* **Exercises**:
1. In the court opinion on rental overcharges, what amount did the jury's verdict award the plaintiff?
2. Carry on the court opinion on rental overcharges from the point where it ends.

* **Passage**:
25 N.W.2d 401 | Neb. | 1946

Wilson, District Judge.

This is an action wherein plaintiff and appellee seeks to recover from the defendant and appellant rental overcharges and penalties under section 205 (e) of- the Emergency Price Control Act of 1942, 56 Stat. 33, 50 U. S. C. A. appendix, section 925 (e), p. 405. Plaintiff, in his petition, alleges, and it is undisputed, that plaintiff as tenant rented an apartment in Omaha from defendant, its owner, and paid him as rent therefor the sum of $32.50 per month for four months beginning January 19, 1945. Plaintiff also alleges that this rental charged him was in excess of the maximum rental of $30 per month fixed for said apartment, under said Emergency Price Control Act, by the *874Office of Price Administration in its Omaha office, and that accordingly plaintiff seeks and is entitled to recover from defendant under the provisions of said act, the sum of $50 for each of the alleged monthly overcharges, or a. total of $200 together with a reasonable attorney’s fee and costs.

Defendant’s answer admits his ownership and plaintiff’s tenancy of the apartment involved, during the period alleged, but denies the alleged overcharges and the other allegations of the petition. Plaintiff’s reply is a general denial. Martha Anderson was joined as defendant but the action was dismissed as to her by the court at the conclusion of the evidence, and there is no cross-appeal from this action by plaintiff.

The case was submitted to the jury which returned a verdict for plaintiff in the sum of $150 against the remaining defendant, the admitted owner of the apartment, and judgment was entered against said defendant for said amount and the costs together with an attorney’s fee of $100 allowed the plaintiff by the court. Upon the overruling of his motion for a new trial, defendant appealed.

The defendant’s assignments of error are that the evidence is insufficient to sustain the verdict and judgment in plaintiff’s favor; and that the trial court erred in the admission of evidence and in the giving and refusal of certain instructions. We find that some of these assignments of error must be sustained and require a reversal.

* **Rows**:
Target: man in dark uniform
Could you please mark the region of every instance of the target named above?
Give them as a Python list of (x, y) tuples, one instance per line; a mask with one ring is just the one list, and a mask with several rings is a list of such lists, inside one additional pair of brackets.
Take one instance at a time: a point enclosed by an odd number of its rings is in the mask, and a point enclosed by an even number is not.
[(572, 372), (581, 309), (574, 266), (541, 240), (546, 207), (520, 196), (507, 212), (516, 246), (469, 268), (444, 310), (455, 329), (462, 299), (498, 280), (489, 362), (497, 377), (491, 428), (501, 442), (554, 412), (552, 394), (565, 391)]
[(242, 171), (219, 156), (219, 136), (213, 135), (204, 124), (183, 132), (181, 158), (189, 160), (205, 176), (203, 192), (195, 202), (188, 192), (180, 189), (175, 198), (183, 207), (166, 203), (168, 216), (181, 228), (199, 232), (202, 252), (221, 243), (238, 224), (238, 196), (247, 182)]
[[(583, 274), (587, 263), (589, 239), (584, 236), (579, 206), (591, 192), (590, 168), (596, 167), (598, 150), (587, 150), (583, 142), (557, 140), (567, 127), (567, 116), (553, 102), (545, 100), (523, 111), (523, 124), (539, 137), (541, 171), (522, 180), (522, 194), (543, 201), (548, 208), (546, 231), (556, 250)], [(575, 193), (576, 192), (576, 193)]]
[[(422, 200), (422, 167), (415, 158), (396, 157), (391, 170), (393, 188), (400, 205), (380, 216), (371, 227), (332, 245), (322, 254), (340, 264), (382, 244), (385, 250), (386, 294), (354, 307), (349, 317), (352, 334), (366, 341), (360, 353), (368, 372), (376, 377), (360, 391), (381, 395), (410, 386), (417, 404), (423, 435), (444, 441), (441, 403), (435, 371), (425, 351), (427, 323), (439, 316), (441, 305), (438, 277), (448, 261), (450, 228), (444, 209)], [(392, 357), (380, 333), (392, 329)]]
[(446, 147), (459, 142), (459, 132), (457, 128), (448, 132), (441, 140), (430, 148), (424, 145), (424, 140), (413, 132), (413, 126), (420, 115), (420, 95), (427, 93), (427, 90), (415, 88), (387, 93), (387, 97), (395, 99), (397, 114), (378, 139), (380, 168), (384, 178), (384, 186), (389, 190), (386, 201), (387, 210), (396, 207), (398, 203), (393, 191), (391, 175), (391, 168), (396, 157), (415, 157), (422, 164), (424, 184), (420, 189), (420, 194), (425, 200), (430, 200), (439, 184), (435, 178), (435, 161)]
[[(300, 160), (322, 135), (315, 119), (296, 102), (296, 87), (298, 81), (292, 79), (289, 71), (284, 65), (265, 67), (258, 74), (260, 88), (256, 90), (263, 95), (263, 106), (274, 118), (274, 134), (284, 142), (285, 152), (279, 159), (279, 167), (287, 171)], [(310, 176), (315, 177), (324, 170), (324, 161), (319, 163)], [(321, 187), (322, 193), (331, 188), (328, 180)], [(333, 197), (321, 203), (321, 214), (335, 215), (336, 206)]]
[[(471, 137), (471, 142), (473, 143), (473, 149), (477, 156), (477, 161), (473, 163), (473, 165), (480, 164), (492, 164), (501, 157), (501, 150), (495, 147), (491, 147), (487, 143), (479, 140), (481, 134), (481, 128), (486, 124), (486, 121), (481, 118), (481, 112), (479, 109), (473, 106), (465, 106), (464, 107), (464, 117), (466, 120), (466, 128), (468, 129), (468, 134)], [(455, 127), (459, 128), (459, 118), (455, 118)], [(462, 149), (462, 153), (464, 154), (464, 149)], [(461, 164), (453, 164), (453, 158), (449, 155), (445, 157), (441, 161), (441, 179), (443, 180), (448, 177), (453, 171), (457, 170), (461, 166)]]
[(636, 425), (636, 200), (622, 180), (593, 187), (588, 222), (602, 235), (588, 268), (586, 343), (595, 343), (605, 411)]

* **Per-task outputs**:
1. $150

2.
Defendant assigns as error the admission in evidence, over defendant’s objection, of exhibit 8, consisting of a copy, in the form of a printed pamphlet, of the rules and regulations of the Office of Price Administration, with reference to rent regulation. This document was not identified or authenticated in any manner except by the testimony of the assistant rent attorney of the Omaha OPA office that it “is. a compilation of the rental regulations for housing applicable to dwelling units rented within the Omaha defense rental area, as well as other areas in the United States.”' Obviously this conclusion of the local official did not *875establish the official execution, and promulgation of the document in question or the rules contained therein. It seems to have been conceded that the admissibility of this exhibit 3 depends on whether the courts of this state will take judicial notice of the general rules and regulations promulgated and published by a federal agency, such as the federal Office of Price Administration.

This question appears to have been decided in this state in Larson v. First National Bank, 66 Neb. 595, 92 N. W. 729, in which this court held, with reference to federal regulations of Indian lands as follows:

“Where a statute authorizes executive officers to make general rules for the conduct of public business, and such rules are duly made and published, the courts will take judicial notice of them.”

That state courts will take judicial notice of general rules and regulations, established and published by federal agencies under authority of law, is generally accepted. See National Supply Co. v. Chicago & N. W. Ry. Co., 108 Neb. 326, 187 N. W. 917; In re Estate of Bose, 136 Neb. 156, 285 N. W. 319; Fielding v. Publix Cars, Inc., 130 Neb. 576, 265 N. W. 726; 7 Ency. of Evid. 990; Caha v. U. S., 152 U. S. 211, 38 L. Ed. 415, 14 S. Ct. 513; 20 Am. Jur., Evidence, § 44, pp. 67, 68; Epstein v. Brook, 23 N. J. MISC. 267, 43 A. 2d 782; 222 East Chestnut St. Corp. v. Murphy, 325 Ill. App. 392, 60 N. E. 2d 450; Spring v. American Tel. & Tel. Co., 86 W. Va. 192, 103 S. E. 206.

The rules and regulations contained in the document in question, exhibit 3, were duly published in the Federal Register, vol. 10, p. 3436, and we decide that the admission of said exhibit was proper.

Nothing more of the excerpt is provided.